▶ EXTRAIT À LIRE:
▽
PB 207,2/82 "AUTOPORTRAIT"
PASCAL BROCCOLICHI
Centre d'Arts PLastique de Saint-Fons
Jusqu'au 26 mars 2011
Pascal
Broccolichi est un artiste qui travaille le son, mais aussi l'image, le dessin et la forme.
Il signe actuellement une exposition avec le Centre d'Arts Plastiques de Saint-Fons, tout près de Lyon. cet événement se
nomme pb, un titre valise paraphant tout à la fois les initiales de l'artiste et le symbole chimique du plomb.
Il faut savoir que la ville de Saint-Fons est située en bord du Rhône, sur une zone définie comme "La vallée de la
chimie", et que cette appellation désigne bien l'activité prédominante de ce couloir rhodanien classé zone à risques Seveso 2.
La production de certains acides vitriolés dans les complexes chimiques de Saint fons se faisaient autrefois dans des
chambres de plomb étanches, d'où l'allusion plombée de cet "autoportait "broccolinien.
Néanmoins il ne s'agit pas, en invoquant le plomb, de dramatiser le site géographique dans une sorte de catastrophisme
écologique, mais bien de l'associer à des processus économiques métallurgiques et chimiques présents depuis une cinquantaine années in situ. Ces approches spécifiques tendent ainsi, sans noircir
le tableau, à extraire et révéler une couche poétique inhérente aux caractéristiques industrielles omniprésentes en ce bassin péri-urbain. Et c'est bien ici un axe fort du
projet du CAP, invitant un artiste pour donner une nouvelle lecture d'un site au travers notamment du paysage sonore. Un environnement construit autour d'infrastructures pétro-chimiques, avec
leur rigueur architecturale fonctionnelle, voire leur anti-poésie apparente, pourrait t-il se révéler comme une source d'imaginaire poético-chimique, comme un site à rêver de nouveaux
espaces sensoriels. Intéressante problématique proposée à l'artiste face à un environnement a priori plutôt ingrat.
Deux axes sont exploités par Pascal Broccolich pour répondre à cette problématique, correspondant d'ailleurs à des pratiques
que l'artiste affectionne tout particulièrement.
Micropure - Pascal Broccolichi
Le premier relève du graphisme, avec une série de dessins, Micropure, mettant en scène des objets imaginaires producteurs, générateurs de sons, des sirènes par exemple. Ces illustrations épurées, sur des fonds plutôt neutres, noirs, nous emmènent dans de surprenants paysages où le son est suggéré par les objets, dans une atmosphère nocturne relevant presque de la science-fiction. Une autre série de dessins, de plus grands formats, nommés Aliasing, prennent appui sur des défauts numériques dus à de mauvais traitements d'images qui produisent des effets de crénelages. L'artiste reprend à son compte ces défauts, comme une matière à retravailler, produisant ainsi, après un minutieux travail de recomposition couche après couche, le sentiment d'ondes, de vibrations diffuses, se propageant dans d'obscures atmosphères. Le noir est toujours ici la couleur dominante.
△
▶ DONNÉES FOURNIES:
▽
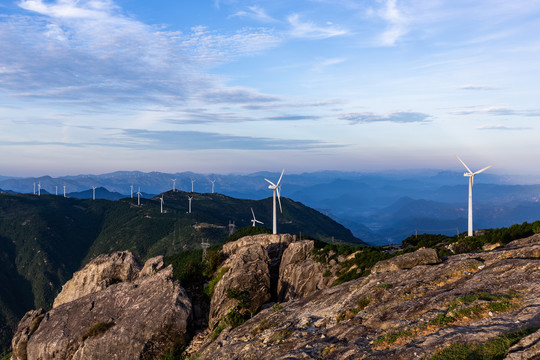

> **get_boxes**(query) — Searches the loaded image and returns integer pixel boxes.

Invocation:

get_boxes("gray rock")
[371,249,441,273]
[278,240,334,301]
[53,251,141,308]
[12,260,191,360]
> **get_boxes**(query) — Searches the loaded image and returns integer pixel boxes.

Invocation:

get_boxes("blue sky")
[0,0,540,177]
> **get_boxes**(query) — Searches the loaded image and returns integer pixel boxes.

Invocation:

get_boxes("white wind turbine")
[137,188,142,206]
[264,169,285,234]
[251,208,264,227]
[456,155,493,236]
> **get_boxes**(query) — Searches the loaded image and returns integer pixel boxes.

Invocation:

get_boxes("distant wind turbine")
[251,208,264,227]
[456,155,493,236]
[137,188,142,206]
[264,169,285,234]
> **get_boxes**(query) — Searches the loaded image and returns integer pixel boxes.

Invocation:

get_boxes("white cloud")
[229,6,276,23]
[378,0,408,46]
[287,14,348,39]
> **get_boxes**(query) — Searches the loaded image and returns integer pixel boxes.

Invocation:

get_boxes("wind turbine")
[251,208,264,227]
[137,187,142,206]
[456,155,493,236]
[264,169,285,234]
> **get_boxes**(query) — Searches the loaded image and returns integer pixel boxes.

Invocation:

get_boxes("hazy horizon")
[0,0,540,177]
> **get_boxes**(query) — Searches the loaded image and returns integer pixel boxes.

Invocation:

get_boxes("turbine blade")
[276,169,285,185]
[456,155,472,174]
[276,187,283,213]
[473,164,493,175]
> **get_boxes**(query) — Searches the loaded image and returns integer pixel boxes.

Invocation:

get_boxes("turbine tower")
[137,188,142,206]
[251,208,264,227]
[264,169,285,234]
[456,155,493,236]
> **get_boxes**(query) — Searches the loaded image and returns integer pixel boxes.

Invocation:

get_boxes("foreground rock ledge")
[12,256,191,360]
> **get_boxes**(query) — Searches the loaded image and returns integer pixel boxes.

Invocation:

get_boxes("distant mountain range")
[0,170,540,244]
[0,188,363,353]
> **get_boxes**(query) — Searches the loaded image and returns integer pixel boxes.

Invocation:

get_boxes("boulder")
[12,266,191,360]
[277,240,334,301]
[53,251,141,308]
[371,249,441,273]
[208,243,271,329]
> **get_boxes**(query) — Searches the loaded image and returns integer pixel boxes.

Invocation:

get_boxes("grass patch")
[430,327,538,360]
[81,321,115,341]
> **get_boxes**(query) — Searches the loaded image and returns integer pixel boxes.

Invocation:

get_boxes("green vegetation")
[430,327,538,360]
[81,321,115,341]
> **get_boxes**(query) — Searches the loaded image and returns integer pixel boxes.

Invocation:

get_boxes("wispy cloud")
[459,85,499,90]
[229,6,276,23]
[117,129,339,150]
[0,0,281,106]
[378,0,408,46]
[476,124,531,131]
[450,107,540,117]
[287,14,348,39]
[340,111,432,125]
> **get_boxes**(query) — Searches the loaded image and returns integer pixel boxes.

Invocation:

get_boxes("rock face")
[371,249,441,273]
[208,234,293,329]
[277,240,334,302]
[53,251,141,308]
[192,232,540,360]
[12,253,191,360]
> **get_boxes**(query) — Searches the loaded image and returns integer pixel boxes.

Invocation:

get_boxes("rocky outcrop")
[192,232,540,360]
[208,234,293,329]
[12,253,191,360]
[277,240,334,301]
[371,249,441,273]
[53,251,141,308]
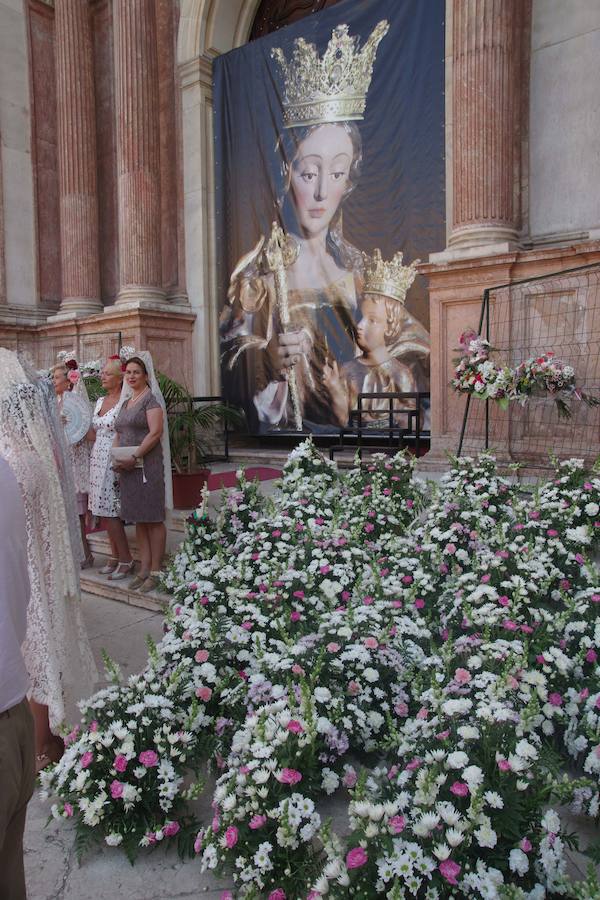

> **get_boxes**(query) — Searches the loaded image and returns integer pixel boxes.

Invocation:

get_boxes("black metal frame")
[329,391,431,459]
[456,263,598,456]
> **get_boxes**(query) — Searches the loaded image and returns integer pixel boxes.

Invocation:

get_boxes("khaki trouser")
[0,700,35,900]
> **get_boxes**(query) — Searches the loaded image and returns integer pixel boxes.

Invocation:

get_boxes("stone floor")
[25,594,234,900]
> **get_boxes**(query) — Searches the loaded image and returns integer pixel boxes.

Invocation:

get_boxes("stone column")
[114,0,165,305]
[55,0,102,315]
[448,0,525,248]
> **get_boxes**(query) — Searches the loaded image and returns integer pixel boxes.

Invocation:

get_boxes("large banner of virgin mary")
[214,0,445,434]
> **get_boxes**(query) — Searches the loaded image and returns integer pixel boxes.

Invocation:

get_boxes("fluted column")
[449,0,525,247]
[55,0,102,315]
[114,0,165,305]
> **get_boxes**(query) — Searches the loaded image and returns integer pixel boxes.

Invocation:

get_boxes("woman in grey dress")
[115,356,167,593]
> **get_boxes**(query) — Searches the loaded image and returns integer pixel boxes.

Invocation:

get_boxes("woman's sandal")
[98,556,119,575]
[35,737,65,775]
[108,559,135,581]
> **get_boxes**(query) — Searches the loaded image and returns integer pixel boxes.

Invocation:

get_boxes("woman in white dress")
[88,357,134,581]
[0,348,97,770]
[51,362,94,569]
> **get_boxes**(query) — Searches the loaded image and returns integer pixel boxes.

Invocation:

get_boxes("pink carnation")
[110,779,123,800]
[346,847,369,869]
[277,769,302,784]
[138,750,158,769]
[113,753,127,772]
[225,825,238,850]
[438,859,460,884]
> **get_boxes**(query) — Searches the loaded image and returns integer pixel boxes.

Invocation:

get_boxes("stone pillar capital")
[55,0,102,317]
[448,0,526,249]
[113,0,165,306]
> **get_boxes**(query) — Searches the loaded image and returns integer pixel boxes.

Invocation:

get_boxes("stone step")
[81,557,169,612]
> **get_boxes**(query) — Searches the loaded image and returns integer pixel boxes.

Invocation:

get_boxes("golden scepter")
[265,222,302,431]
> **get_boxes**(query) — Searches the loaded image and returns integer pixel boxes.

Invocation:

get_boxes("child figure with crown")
[343,249,429,427]
[221,21,388,432]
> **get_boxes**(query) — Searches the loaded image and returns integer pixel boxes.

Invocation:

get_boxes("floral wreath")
[450,330,600,419]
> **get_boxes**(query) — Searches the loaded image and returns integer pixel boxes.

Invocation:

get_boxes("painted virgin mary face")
[291,125,354,237]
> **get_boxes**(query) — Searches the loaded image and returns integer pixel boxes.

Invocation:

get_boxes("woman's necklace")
[127,385,150,406]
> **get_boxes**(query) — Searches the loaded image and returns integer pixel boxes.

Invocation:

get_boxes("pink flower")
[342,769,358,788]
[450,781,469,797]
[138,750,158,769]
[277,769,302,784]
[225,825,238,850]
[388,816,406,834]
[285,719,304,734]
[346,847,369,869]
[113,753,127,772]
[438,859,460,884]
[110,779,123,800]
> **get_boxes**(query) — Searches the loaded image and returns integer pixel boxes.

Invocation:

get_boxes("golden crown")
[271,19,390,128]
[363,249,420,303]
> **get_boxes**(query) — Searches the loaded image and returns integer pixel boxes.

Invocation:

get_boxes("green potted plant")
[157,372,242,509]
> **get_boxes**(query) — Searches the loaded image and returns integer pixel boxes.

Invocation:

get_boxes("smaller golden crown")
[363,249,420,303]
[271,19,390,128]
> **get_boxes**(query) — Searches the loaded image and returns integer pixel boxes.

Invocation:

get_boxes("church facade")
[0,0,600,459]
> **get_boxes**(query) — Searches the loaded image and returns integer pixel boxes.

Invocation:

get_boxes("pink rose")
[138,750,158,769]
[110,779,123,800]
[342,769,358,788]
[450,781,469,797]
[277,769,302,784]
[346,847,369,869]
[225,825,238,850]
[438,859,460,884]
[388,816,406,834]
[113,753,127,772]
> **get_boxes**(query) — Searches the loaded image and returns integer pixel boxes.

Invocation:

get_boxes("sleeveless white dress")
[88,397,121,519]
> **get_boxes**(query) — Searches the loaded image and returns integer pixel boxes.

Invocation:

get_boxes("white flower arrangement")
[43,442,600,900]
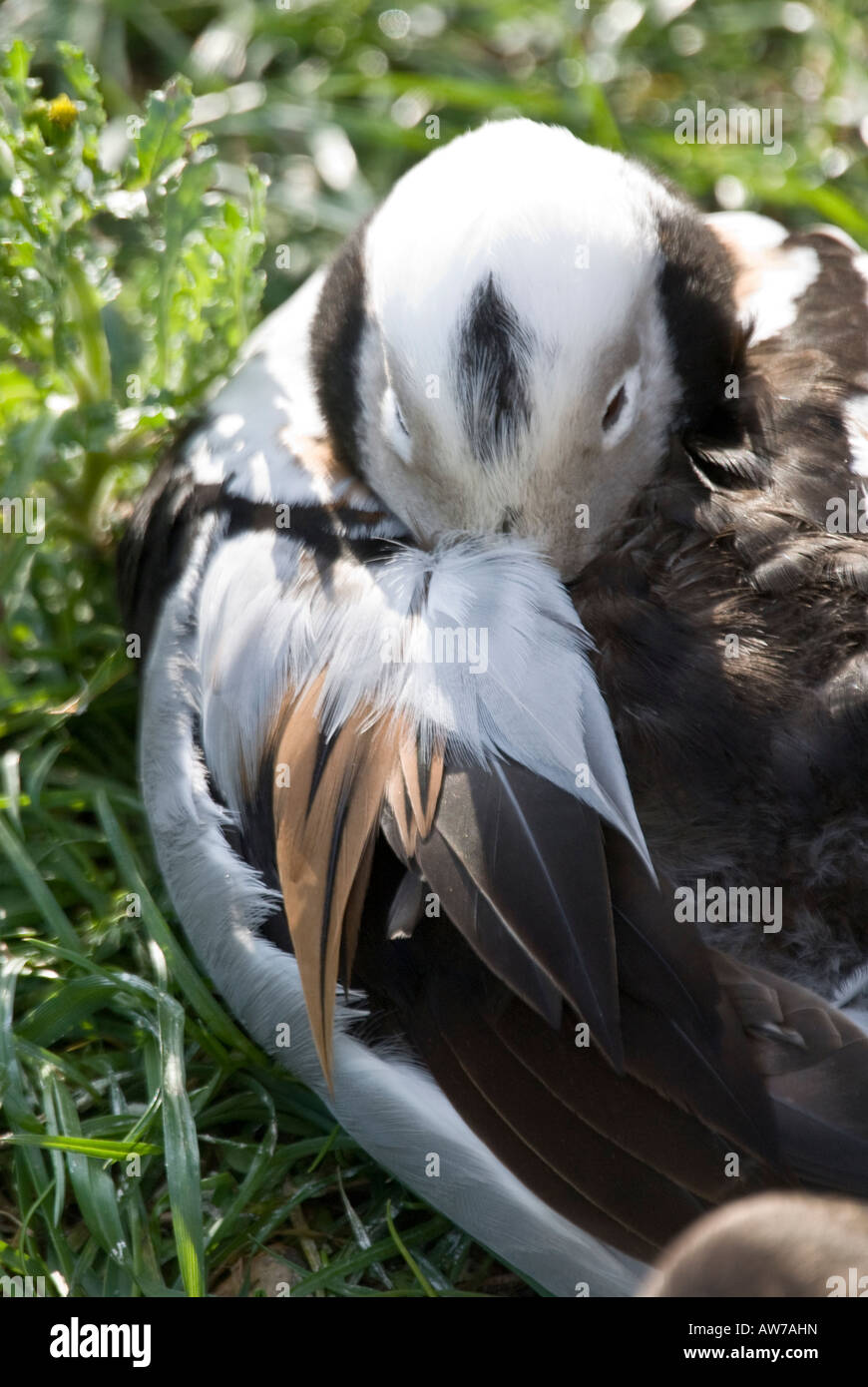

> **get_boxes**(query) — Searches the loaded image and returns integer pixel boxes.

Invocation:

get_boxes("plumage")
[640,1192,868,1299]
[121,122,868,1294]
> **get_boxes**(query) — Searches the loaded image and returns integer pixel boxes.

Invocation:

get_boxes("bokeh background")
[6,0,868,306]
[0,0,868,1297]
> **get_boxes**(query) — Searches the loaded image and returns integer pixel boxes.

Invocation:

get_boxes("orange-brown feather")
[271,688,442,1084]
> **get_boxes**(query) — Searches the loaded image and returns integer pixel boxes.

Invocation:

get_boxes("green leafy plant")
[0,43,523,1297]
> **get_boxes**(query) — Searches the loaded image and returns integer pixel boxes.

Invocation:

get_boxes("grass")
[0,0,868,1297]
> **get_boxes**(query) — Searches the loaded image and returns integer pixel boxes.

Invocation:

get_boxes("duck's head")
[313,120,739,579]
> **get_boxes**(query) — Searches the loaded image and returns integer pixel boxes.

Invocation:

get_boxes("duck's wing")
[121,272,868,1294]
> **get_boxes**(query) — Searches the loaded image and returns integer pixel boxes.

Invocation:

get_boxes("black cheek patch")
[455,274,533,465]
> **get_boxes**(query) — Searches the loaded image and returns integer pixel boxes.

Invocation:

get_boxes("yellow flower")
[49,92,79,131]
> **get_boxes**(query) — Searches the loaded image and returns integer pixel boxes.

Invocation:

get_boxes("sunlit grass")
[0,0,868,1297]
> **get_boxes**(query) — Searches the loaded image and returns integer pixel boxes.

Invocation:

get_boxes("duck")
[638,1190,868,1299]
[118,120,868,1297]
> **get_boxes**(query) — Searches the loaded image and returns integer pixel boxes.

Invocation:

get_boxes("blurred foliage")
[0,0,868,306]
[0,0,868,1295]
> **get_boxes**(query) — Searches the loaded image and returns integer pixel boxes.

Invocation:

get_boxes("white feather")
[142,560,644,1297]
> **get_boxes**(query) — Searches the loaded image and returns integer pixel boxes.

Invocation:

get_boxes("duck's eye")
[604,385,627,431]
[380,385,412,463]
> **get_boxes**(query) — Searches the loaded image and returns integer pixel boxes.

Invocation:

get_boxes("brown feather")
[271,694,442,1084]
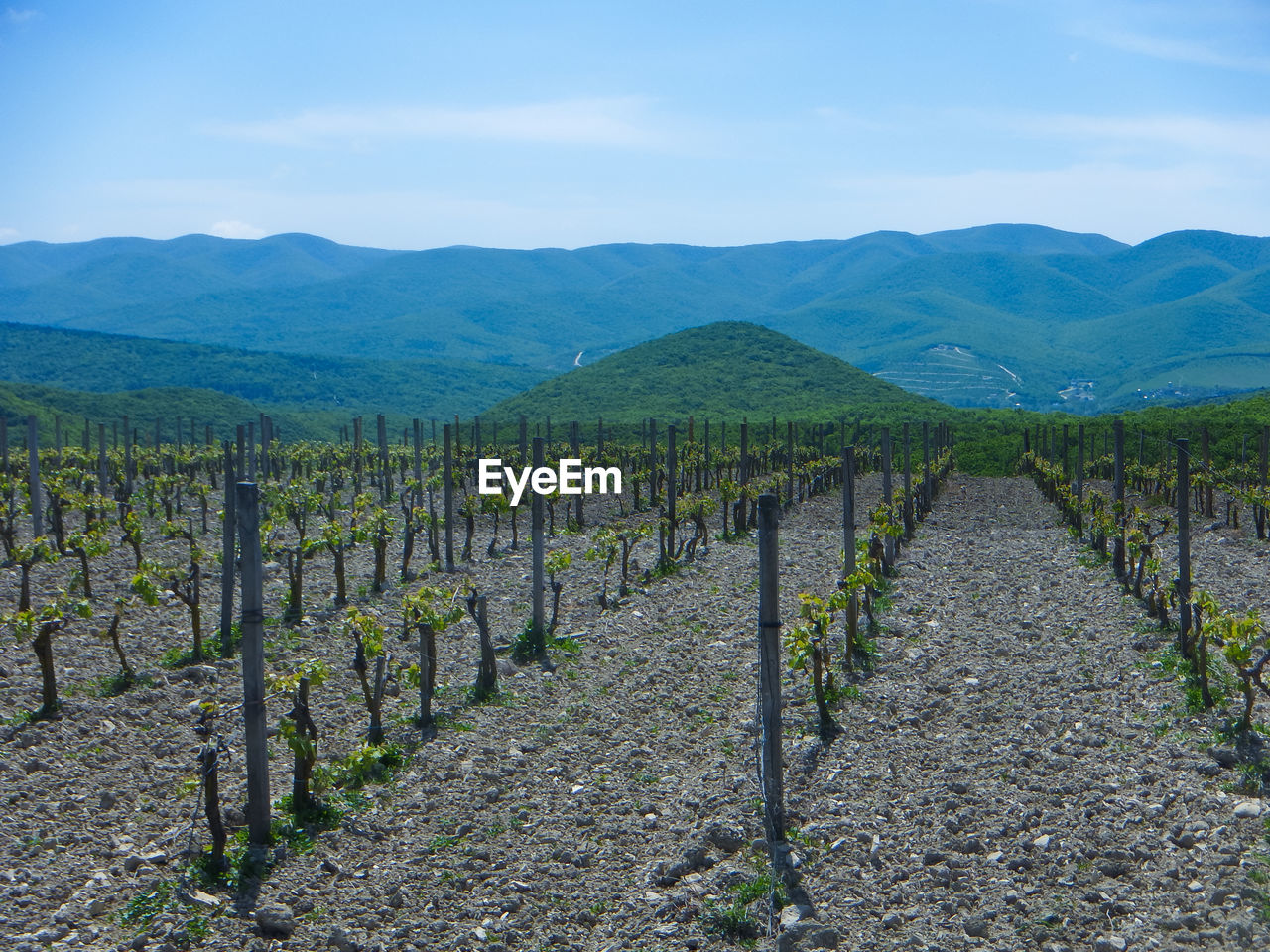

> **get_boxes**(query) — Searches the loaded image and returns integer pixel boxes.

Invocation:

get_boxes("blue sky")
[0,0,1270,249]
△
▶ CONSIGNES DE TRAVAIL:
**1)** Citez le passage de l'article sur l'exposition de Pascal Broccolichi qui va de « Il signe actuellement » à « chimique du plomb. », ces deux passages compris.
**2)** Les affirmations suivantes s'accordent-elles avec l'article sur l'exposition de Pascal Broccolichi ? Répondez par oui ou par non à chacune, en citant les mots de l'article qui tranchent.
(a) Le titre pb renvoie à la fois aux initiales de l'artiste et au symbole chimique du plomb.
(b) Les dessins de la série Aliasing sont de plus petits formats que ceux de la série Micropure.
(c) L'exposition est présentée jusqu'au 26 mars 2011.
**3)** D'après l'article sur l'exposition de Pascal Broccolichi, dans quel type de chambres se faisait autrefois la production de certains acides vitriolés à Saint-Fons ?

▶ EXERCICE CORRIGÉ:
**1)**
Il signe actuellement une exposition avec le Centre d'Arts Plastiques de Saint-Fons, tout près de Lyon. cet événement se
nomme pb, un titre valise paraphant tout à la fois les initiales de l'artiste et le symbole chimique du plomb.

**2)**
(a) Oui : « un titre valise paraphant tout à la fois les initiales de l'artiste et le symbole chimique du plomb ».
(b) Non : « Une autre série de dessins, de plus grands formats, nommés Aliasing ».
(c) Oui : « Jusqu'au 26 mars 2011 ».

**3)** Dans des chambres de plomb étanches.